### Given passage ###

It's a new year, we're talking January 2019, and everyone is thinking about new goals. Maybe you're thinking about your first triathlon. Maybe you're thinking about doing your six triathlon. But in most cases the goal is the same for everyone and it's trying to be a better version of themselves. Now I want you to picture the absolute most best, badass you that you can possibly imagine. think about how you look in your jammers and your speedos. Think about how you look coming across the finish line. Think about how fast you feel, how confident you feel. Think about ripping around a course on a bike, and just destroying people's legs as you leave them in the dust. Think about swimming really confidently and knowing exactly how to tackle the course. Think about finishing a race fast and confidently and owning that course and going through all of the training confidently and consistently, without injury, without slogging through it. Think about enjoying the entire process of training, having fun with your friends, having fun with the training and performing well on race day.

### Record set ###

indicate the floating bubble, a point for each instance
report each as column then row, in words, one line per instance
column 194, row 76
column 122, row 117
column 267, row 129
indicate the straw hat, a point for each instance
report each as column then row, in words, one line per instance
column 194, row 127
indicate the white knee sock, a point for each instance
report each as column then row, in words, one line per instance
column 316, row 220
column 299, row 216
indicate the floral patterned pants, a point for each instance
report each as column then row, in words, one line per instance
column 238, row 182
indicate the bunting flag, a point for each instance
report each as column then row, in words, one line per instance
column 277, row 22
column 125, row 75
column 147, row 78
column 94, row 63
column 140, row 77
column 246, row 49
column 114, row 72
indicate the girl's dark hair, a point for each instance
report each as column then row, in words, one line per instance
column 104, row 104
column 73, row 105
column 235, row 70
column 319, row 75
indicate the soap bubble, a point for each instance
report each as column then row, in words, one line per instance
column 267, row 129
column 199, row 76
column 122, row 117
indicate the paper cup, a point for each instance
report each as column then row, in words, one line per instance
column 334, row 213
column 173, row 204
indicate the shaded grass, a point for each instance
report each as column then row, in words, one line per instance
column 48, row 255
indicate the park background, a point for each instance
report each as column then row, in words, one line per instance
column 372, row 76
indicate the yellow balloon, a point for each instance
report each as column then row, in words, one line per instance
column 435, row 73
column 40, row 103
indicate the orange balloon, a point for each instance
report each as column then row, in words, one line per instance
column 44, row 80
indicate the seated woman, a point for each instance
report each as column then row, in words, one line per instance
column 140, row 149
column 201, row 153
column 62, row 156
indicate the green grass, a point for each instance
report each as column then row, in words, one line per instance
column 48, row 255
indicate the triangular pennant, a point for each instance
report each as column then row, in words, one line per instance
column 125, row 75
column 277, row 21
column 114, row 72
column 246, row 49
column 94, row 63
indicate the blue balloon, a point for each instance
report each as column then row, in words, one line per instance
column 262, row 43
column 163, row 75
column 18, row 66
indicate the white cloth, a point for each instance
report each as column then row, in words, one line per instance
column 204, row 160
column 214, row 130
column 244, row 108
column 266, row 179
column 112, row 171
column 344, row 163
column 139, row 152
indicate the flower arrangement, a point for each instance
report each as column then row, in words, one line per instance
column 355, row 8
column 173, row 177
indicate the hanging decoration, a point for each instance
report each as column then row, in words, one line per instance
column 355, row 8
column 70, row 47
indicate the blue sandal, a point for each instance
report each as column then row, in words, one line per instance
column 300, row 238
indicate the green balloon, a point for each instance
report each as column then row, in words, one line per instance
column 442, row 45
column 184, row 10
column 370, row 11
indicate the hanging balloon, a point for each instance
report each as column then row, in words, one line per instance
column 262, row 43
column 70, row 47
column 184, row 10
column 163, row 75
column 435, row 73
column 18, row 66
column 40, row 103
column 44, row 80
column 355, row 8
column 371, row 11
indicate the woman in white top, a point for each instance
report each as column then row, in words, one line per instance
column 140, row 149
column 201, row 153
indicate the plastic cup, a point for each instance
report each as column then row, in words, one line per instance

###

* **Task objective**
Continue the talk about triathlon goals for the new year, starting right after its final sentence.

* **Answer for this exercise**
Unfortunately, what we find is that most people never actually achieve that, that typically, a triathlete will get into the sport when they've made a life change and then lose a few pounds and in the first few years get a little bit fitter, little bit more confident, quite a bit more fulfilled in life, because that's just what triathlon does. And then somewhere around the second or third year in the sport, most triathletes tend to hit a plateau. They stop losing weight, they stop getting any faster, they stop feeling like they're really enjoying the training because the excitement of all those early gains that they experienced in the first few years all of a sudden go away. And then they're left to be in the bubble of most triathletes that experience this year after year but they don't get any faster they don't lose any more weight they're say skinny fat. They are a fit fat, they're putting in work hours after hours, week upon week but then when they would go to a race a lot of triathletes aren't getting anything faster year after year, and they're not seeing any of those gains. And they're sure in the sport because they like the lifestyle, but we all want to see what our body is capable of and when we hit that plateau, we aren't actually achieving our biggest, baddest, best, most badass self.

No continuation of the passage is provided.